EXERCISE DETAILS: Go line by line through the records below. Copy whichever lines contain the string "pointer".

THE INPUT:
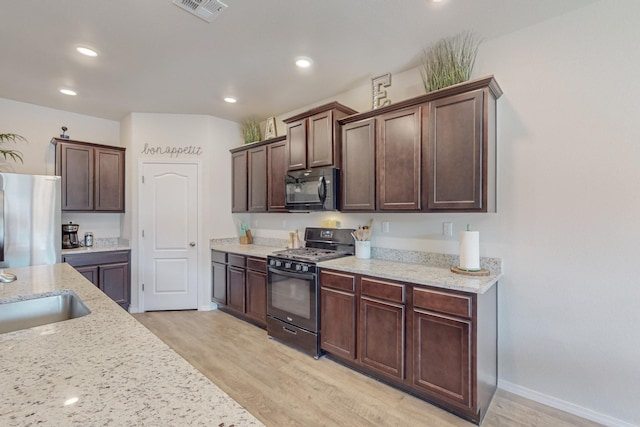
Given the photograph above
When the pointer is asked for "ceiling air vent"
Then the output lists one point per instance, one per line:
(205, 9)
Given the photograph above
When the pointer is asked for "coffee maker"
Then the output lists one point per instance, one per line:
(70, 236)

EXERCISE SOLUTION:
When the pointer is asked for "ceiling air vent"
When the pointer is asked for "coffee maker"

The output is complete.